Consigne 1 :: Selon le passage fourni, combien de contrôles la CNCTR a-t-elle effectués en 2022 ?
Consigne 2 :: Relevez toutes les expressions que le passage fourni place entre guillemets.
Consigne 3 :: Recopiez le passage fourni à l'identique, en commençant par « La CNCTR se » et en poursuivant jusqu'à « celui de 2021. ».

Passage fourni ::
Le contrôle a posteriori

 

La CNCTR se montre beaucoup plus nuancée sur le bilan de ses contrôles, même s'il est présenté comme "globalement positif". Elle observe d'abord que ses contrôles sur place sont fragilisés par l'augmentation des techniques qui entraine l'augmentation du nombre de données captées. Avec une équipe très peu nombreuse, la CNCTR est tout de même parvenue à effectuer 121 contrôles en 2022, chiffre identique à celui de 2021.

Certes, les contrôles montrent parfois des irrégularités, notamment le dépassement de la durée d'autorisation d'une technique de renseignement. Mais ces irrégularités demeurent marginales et la Commission déplore surtout une certaine négligence des services dans l'établissement des "fiches de traçabilité", document qui rend compte de l'exécution d'une autorisation. Sur ce point, la CNCTR ne donne aucun chiffre, mais affirme que "des progrès doivent encore être accomplis", d'autant que les indications consignées dans ces documents sont parfois trop vagues pour permettre à la Commission d'exercer sa mission de contrôle.

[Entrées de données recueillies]

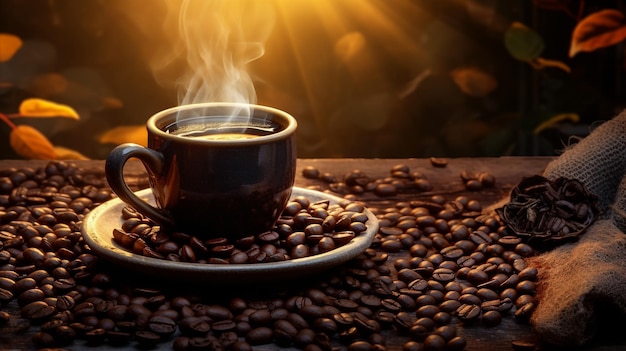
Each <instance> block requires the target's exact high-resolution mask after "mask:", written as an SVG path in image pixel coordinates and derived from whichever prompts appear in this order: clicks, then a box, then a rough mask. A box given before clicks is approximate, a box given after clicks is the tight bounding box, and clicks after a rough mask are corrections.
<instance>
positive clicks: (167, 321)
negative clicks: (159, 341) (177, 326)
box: [148, 316, 177, 337]
mask: <svg viewBox="0 0 626 351" xmlns="http://www.w3.org/2000/svg"><path fill="white" fill-rule="evenodd" d="M176 327H177V324H176V322H175V321H173V320H172V319H170V318H167V317H163V316H153V317H151V318H150V319H149V320H148V328H149V329H150V331H152V332H153V333H155V334H157V335H159V336H161V337H168V336H170V335H172V334H174V332H175V331H176Z"/></svg>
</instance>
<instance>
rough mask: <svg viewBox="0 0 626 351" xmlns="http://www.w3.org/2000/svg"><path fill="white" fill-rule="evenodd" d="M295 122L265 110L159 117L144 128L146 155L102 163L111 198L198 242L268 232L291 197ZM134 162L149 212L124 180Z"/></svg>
mask: <svg viewBox="0 0 626 351" xmlns="http://www.w3.org/2000/svg"><path fill="white" fill-rule="evenodd" d="M296 127H297V123H296V120H295V119H294V118H293V117H292V116H291V115H289V114H288V113H286V112H284V111H281V110H278V109H275V108H270V107H266V106H260V105H252V104H242V103H201V104H190V105H182V106H177V107H173V108H170V109H167V110H163V111H160V112H158V113H156V114H154V115H153V116H152V117H150V118H149V119H148V121H147V123H146V128H147V130H148V147H143V146H141V145H137V144H121V145H119V146H117V147H115V148H114V149H113V150H112V151H111V153H110V154H109V156H108V157H107V160H106V163H105V174H106V178H107V181H108V183H109V185H110V187H111V189H112V190H113V192H115V194H117V196H118V197H119V198H120V199H121V200H122V201H124V202H125V203H127V204H128V205H130V206H131V207H133V208H134V209H135V210H136V211H138V212H139V213H141V214H143V215H145V216H146V217H148V218H150V219H151V220H153V221H154V222H155V223H157V224H158V225H160V226H161V227H162V228H165V229H167V230H172V231H179V232H183V233H186V234H190V235H195V236H198V237H200V238H217V237H227V238H234V239H237V238H241V237H245V236H250V235H256V234H259V233H262V232H264V231H267V230H270V229H271V228H272V227H273V226H274V225H275V223H276V221H277V220H278V218H279V216H280V214H281V212H282V210H283V209H284V207H285V206H286V204H287V201H288V200H289V198H290V196H291V190H292V187H293V183H294V179H295V170H296V142H295V131H296ZM131 158H136V159H139V160H141V161H142V163H143V165H144V167H145V168H146V170H147V173H148V179H149V183H150V188H151V189H152V193H153V195H154V201H155V205H156V206H155V205H152V204H150V203H148V202H146V201H144V200H143V199H140V198H139V197H138V196H136V195H135V193H134V192H133V191H132V190H131V189H130V188H129V186H128V185H127V184H126V182H125V180H124V175H123V173H124V166H125V165H126V162H127V161H128V160H130V159H131Z"/></svg>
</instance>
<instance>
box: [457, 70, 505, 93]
mask: <svg viewBox="0 0 626 351" xmlns="http://www.w3.org/2000/svg"><path fill="white" fill-rule="evenodd" d="M450 74H451V75H452V80H454V83H456V85H457V86H458V87H459V88H460V89H461V91H462V92H464V93H465V94H467V95H469V96H473V97H483V96H486V95H487V94H489V93H491V92H492V91H493V90H494V89H495V88H497V87H498V82H497V81H496V79H495V78H493V76H491V75H490V74H488V73H485V72H483V71H481V70H480V69H478V68H474V67H467V68H459V69H455V70H454V71H452V73H450Z"/></svg>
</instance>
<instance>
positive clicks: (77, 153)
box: [54, 146, 89, 160]
mask: <svg viewBox="0 0 626 351" xmlns="http://www.w3.org/2000/svg"><path fill="white" fill-rule="evenodd" d="M54 152H55V153H56V155H57V159H58V160H89V157H87V156H85V155H83V154H81V153H80V152H78V151H76V150H72V149H69V148H66V147H63V146H55V147H54Z"/></svg>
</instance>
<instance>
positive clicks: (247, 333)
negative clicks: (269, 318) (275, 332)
mask: <svg viewBox="0 0 626 351" xmlns="http://www.w3.org/2000/svg"><path fill="white" fill-rule="evenodd" d="M273 335H274V332H273V331H272V329H271V328H268V327H257V328H254V329H252V330H250V331H249V332H248V333H247V334H246V336H245V340H246V342H248V343H249V344H250V345H253V346H254V345H263V344H268V343H270V342H271V341H272V338H273Z"/></svg>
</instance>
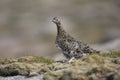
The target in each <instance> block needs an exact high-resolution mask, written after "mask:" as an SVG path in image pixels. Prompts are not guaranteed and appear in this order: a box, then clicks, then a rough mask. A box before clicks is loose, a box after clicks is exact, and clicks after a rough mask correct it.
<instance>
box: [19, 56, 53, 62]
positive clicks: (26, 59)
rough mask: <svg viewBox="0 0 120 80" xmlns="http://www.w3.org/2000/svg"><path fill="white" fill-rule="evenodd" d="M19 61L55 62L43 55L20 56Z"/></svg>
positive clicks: (29, 61)
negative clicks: (45, 57) (45, 56)
mask: <svg viewBox="0 0 120 80" xmlns="http://www.w3.org/2000/svg"><path fill="white" fill-rule="evenodd" d="M18 62H27V63H47V64H51V63H53V62H54V60H52V59H47V58H44V57H41V56H25V57H21V58H18Z"/></svg>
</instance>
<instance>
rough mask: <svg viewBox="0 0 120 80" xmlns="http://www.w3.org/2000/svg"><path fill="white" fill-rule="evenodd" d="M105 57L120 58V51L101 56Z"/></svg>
mask: <svg viewBox="0 0 120 80" xmlns="http://www.w3.org/2000/svg"><path fill="white" fill-rule="evenodd" d="M100 56H103V57H120V51H114V50H113V51H111V52H103V53H101V54H100Z"/></svg>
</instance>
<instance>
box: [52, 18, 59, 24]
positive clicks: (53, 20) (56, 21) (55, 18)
mask: <svg viewBox="0 0 120 80" xmlns="http://www.w3.org/2000/svg"><path fill="white" fill-rule="evenodd" d="M52 22H53V23H55V24H60V19H58V18H57V17H54V18H53V20H52Z"/></svg>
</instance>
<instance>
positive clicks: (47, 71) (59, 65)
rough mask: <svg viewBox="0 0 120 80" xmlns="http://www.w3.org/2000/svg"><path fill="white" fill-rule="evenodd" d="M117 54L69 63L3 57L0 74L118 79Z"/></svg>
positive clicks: (87, 56) (26, 75) (100, 79)
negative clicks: (9, 58)
mask: <svg viewBox="0 0 120 80" xmlns="http://www.w3.org/2000/svg"><path fill="white" fill-rule="evenodd" d="M119 55H120V52H119V51H118V52H116V51H115V52H112V53H101V54H99V55H97V54H93V55H89V56H85V57H82V58H81V59H78V60H76V59H75V60H73V62H72V63H71V64H67V63H62V62H54V61H53V60H51V59H45V58H40V57H37V58H36V57H34V56H28V57H21V58H18V59H15V60H13V59H10V61H9V60H6V59H3V60H1V61H0V63H1V64H0V75H1V76H12V75H25V76H35V75H39V74H40V75H43V80H119V79H120V56H119ZM41 59H42V60H41ZM4 60H5V61H6V62H4ZM2 61H3V62H4V63H3V62H2ZM9 62H10V63H9Z"/></svg>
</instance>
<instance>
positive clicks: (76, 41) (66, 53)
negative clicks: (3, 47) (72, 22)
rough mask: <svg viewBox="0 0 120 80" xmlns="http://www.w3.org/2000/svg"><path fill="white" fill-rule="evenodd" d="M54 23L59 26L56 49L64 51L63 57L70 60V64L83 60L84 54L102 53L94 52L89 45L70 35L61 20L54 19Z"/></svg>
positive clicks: (69, 61) (63, 53)
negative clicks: (81, 59) (77, 39)
mask: <svg viewBox="0 0 120 80" xmlns="http://www.w3.org/2000/svg"><path fill="white" fill-rule="evenodd" d="M52 22H53V23H55V24H56V26H57V36H56V41H55V44H56V47H58V48H59V49H60V50H61V51H62V53H63V55H64V56H65V57H66V58H67V59H68V63H71V62H72V60H73V59H79V58H81V57H82V56H83V55H84V54H92V53H100V51H97V50H94V49H93V48H91V47H90V46H89V45H88V44H86V43H84V42H82V41H78V40H76V39H75V38H74V37H72V36H71V35H69V34H68V33H67V32H66V31H65V30H64V29H63V25H62V23H61V20H60V19H59V18H58V17H54V18H53V19H52Z"/></svg>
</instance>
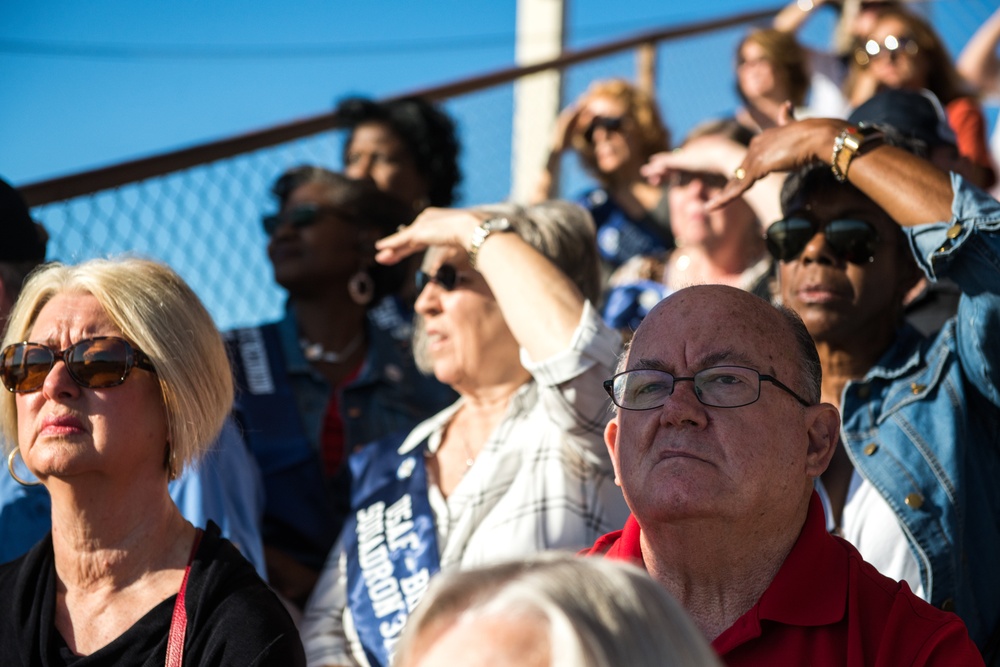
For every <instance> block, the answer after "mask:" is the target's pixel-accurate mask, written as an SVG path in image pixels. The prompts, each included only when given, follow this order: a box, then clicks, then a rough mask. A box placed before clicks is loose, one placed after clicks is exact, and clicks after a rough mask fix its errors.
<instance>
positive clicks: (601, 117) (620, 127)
mask: <svg viewBox="0 0 1000 667" xmlns="http://www.w3.org/2000/svg"><path fill="white" fill-rule="evenodd" d="M624 125H625V117H624V116H594V118H593V120H591V121H590V125H588V126H587V129H586V130H584V131H583V138H584V139H585V140H586V141H587V143H588V144H592V143H594V132H595V131H596V130H597V128H602V129H603V130H604V131H605V132H621V131H622V127H623V126H624Z"/></svg>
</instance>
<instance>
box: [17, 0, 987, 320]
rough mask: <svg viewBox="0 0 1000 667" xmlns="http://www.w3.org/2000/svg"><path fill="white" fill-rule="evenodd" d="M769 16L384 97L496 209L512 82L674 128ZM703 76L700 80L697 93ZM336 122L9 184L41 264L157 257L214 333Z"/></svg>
mask: <svg viewBox="0 0 1000 667" xmlns="http://www.w3.org/2000/svg"><path fill="white" fill-rule="evenodd" d="M951 4H955V3H951ZM960 4H962V5H964V6H966V9H968V7H967V6H968V5H969V4H971V5H976V7H975V8H974V9H973V10H972V11H971V12H970V14H969V16H967V17H966V19H965V20H966V21H967V22H973V21H976V20H979V21H981V20H982V19H983V18H985V16H987V15H988V13H989V11H991V10H992V8H991V7H989V4H990V3H989V0H982V2H977V1H973V2H971V3H967V2H962V3H960ZM979 5H982V7H979ZM776 10H777V7H775V8H774V9H773V10H769V11H761V12H753V13H746V14H740V15H737V16H731V17H728V18H725V19H721V20H714V21H706V22H700V23H692V24H688V25H682V26H672V27H669V28H663V29H658V30H651V31H648V32H644V33H641V34H637V35H634V36H631V37H628V38H625V39H619V40H615V41H612V42H607V43H604V44H600V45H597V46H594V47H591V48H586V49H580V50H576V51H572V52H567V53H564V54H563V55H562V56H561V57H559V58H556V59H554V60H551V61H548V62H544V63H539V64H536V65H532V66H529V67H510V68H505V69H502V70H498V71H494V72H490V73H487V74H483V75H481V76H475V77H471V78H467V79H462V80H459V81H454V82H450V83H446V84H444V85H440V86H435V87H432V88H426V89H423V90H411V91H406V92H404V93H401V94H400V95H398V96H395V97H403V96H408V95H414V94H418V95H423V96H426V97H429V98H432V99H436V100H439V101H440V102H441V103H442V104H443V105H444V108H445V109H446V111H447V112H448V113H449V114H451V115H452V116H453V117H454V118H455V119H456V121H457V124H458V128H459V132H460V136H461V139H462V145H463V149H462V166H463V173H464V181H463V184H462V189H461V203H466V204H471V203H479V202H487V201H499V200H503V199H505V198H506V197H507V196H508V192H509V191H510V182H511V176H510V155H511V126H512V122H511V121H512V113H513V111H512V110H513V82H515V81H516V80H517V79H518V78H520V77H522V76H527V75H529V74H533V73H535V72H539V71H542V70H547V69H551V68H559V69H561V70H562V71H563V72H564V82H563V85H564V90H565V92H566V97H567V99H572V98H574V97H576V96H577V95H578V94H579V93H580V92H582V90H583V89H584V88H585V87H586V86H587V85H588V84H589V83H590V81H592V80H594V79H598V78H607V77H610V76H620V77H625V78H629V79H634V80H637V81H639V82H642V83H643V85H646V86H653V87H655V89H656V93H657V97H658V99H659V101H660V103H661V108H662V109H663V110H664V112H665V115H666V117H667V121H668V123H669V124H670V125H671V126H672V127H673V128H674V129H675V130H677V128H678V127H684V126H685V125H686V126H687V127H690V126H691V125H692V124H693V123H694V121H695V120H698V119H703V118H708V117H712V116H719V115H724V114H726V113H728V112H731V111H732V108H733V105H734V99H735V98H734V96H733V93H732V91H733V84H732V81H733V71H732V67H731V64H727V65H722V66H720V65H711V64H709V63H707V62H706V61H705V59H704V58H702V57H701V54H702V53H704V52H705V50H707V49H713V50H715V49H721V50H723V52H725V53H732V51H733V49H734V48H735V45H736V43H737V41H738V40H739V38H740V36H741V35H742V34H743V33H744V31H745V30H746V27H747V26H748V25H750V24H753V23H754V22H767V21H769V19H770V18H771V17H772V16H773V14H774V12H775V11H776ZM952 14H954V12H952ZM974 28H975V26H974V25H973V26H972V27H971V28H970V30H969V32H970V34H971V31H972V30H974ZM715 60H721V59H715ZM713 67H715V68H716V69H712V68H713ZM707 81H710V82H714V83H713V84H712V85H711V86H706V82H707ZM338 126H339V122H338V119H337V117H336V115H335V114H334V113H332V112H331V113H327V114H321V115H317V116H313V117H309V118H304V119H301V120H298V121H294V122H290V123H286V124H283V125H279V126H275V127H271V128H267V129H264V130H261V131H257V132H251V133H247V134H243V135H240V136H236V137H232V138H228V139H225V140H222V141H215V142H211V143H206V144H203V145H199V146H195V147H192V148H186V149H183V150H178V151H172V152H169V153H164V154H161V155H156V156H152V157H148V158H143V159H139V160H132V161H128V162H123V163H120V164H117V165H113V166H110V167H105V168H101V169H94V170H90V171H85V172H82V173H78V174H74V175H71V176H66V177H61V178H55V179H50V180H46V181H42V182H38V183H32V184H29V185H25V186H22V187H21V188H20V189H21V191H22V193H23V194H24V195H25V197H26V199H27V200H28V202H29V203H30V204H31V205H32V206H33V215H34V216H35V217H36V219H38V220H40V221H41V222H42V223H43V224H44V225H45V226H46V228H47V229H48V231H49V235H50V242H49V258H50V259H56V260H60V261H66V262H77V261H82V260H85V259H88V258H91V257H97V256H109V255H110V256H113V255H119V254H124V253H130V254H137V255H140V256H147V257H153V258H157V259H160V260H162V261H165V262H167V263H168V264H170V265H171V266H173V267H174V268H175V269H176V270H177V271H178V272H179V273H180V274H181V275H182V276H183V277H184V278H185V280H187V281H188V282H189V283H190V284H191V285H192V287H193V288H194V289H195V291H196V292H197V293H198V294H199V295H200V296H201V298H202V299H203V301H204V302H205V305H206V306H207V307H208V309H209V311H210V312H212V314H213V316H214V317H215V318H216V322H217V323H218V325H219V326H220V327H221V328H229V327H233V326H240V325H247V324H253V323H257V322H261V321H266V320H269V319H274V318H276V317H277V316H278V315H279V313H280V311H281V307H282V302H283V299H284V296H283V293H282V291H281V290H280V288H278V287H277V286H275V285H274V284H273V279H272V274H271V269H270V265H269V263H268V261H267V258H266V254H265V247H266V238H265V236H264V233H263V230H262V229H261V226H260V224H259V220H260V216H261V214H262V213H263V212H265V211H268V210H270V209H271V208H273V203H272V202H271V201H270V199H269V195H268V189H269V186H270V184H271V182H272V181H273V180H274V179H275V178H276V177H277V176H278V175H279V174H281V173H282V172H283V171H285V170H286V169H287V168H289V167H291V166H293V165H296V164H302V163H312V164H319V165H322V166H326V167H329V168H332V169H337V168H339V156H340V153H341V141H342V137H341V133H340V132H338V131H337V128H338ZM567 166H568V167H569V168H568V169H564V186H563V191H564V192H571V191H573V190H574V189H577V188H579V187H580V185H581V184H582V182H583V179H584V176H583V175H582V172H581V171H580V170H579V168H578V167H575V166H574V165H567Z"/></svg>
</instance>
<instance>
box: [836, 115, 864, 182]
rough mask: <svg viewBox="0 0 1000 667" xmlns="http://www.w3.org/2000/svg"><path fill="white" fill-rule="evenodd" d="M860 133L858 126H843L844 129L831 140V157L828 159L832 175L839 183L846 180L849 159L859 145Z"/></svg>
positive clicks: (849, 159) (851, 158)
mask: <svg viewBox="0 0 1000 667" xmlns="http://www.w3.org/2000/svg"><path fill="white" fill-rule="evenodd" d="M861 141H862V138H861V135H860V133H859V132H858V128H856V127H853V126H848V127H845V128H844V130H843V131H842V132H841V133H840V134H839V135H838V136H837V138H836V139H834V141H833V159H832V160H830V169H832V170H833V177H834V178H836V179H837V181H838V182H839V183H843V182H844V181H846V180H847V170H848V169H850V168H851V160H853V159H854V155H855V154H856V153H857V152H858V149H859V148H860V147H861Z"/></svg>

Zone de réponse 1 :: La CNCTR a effectué 121 contrôles en 2022.

Zone de réponse 2 ::
- "globalement positif"
- "fiches de traçabilité"
- "des progrès doivent encore être accomplis"

Zone de réponse 3 ::
La CNCTR se montre beaucoup plus nuancée sur le bilan de ses contrôles, même s'il est présenté comme "globalement positif". Elle observe d'abord que ses contrôles sur place sont fragilisés par l'augmentation des techniques qui entraine l'augmentation du nombre de données captées. Avec une équipe très peu nombreuse, la CNCTR est tout de même parvenue à effectuer 121 contrôles en 2022, chiffre identique à celui de 2021.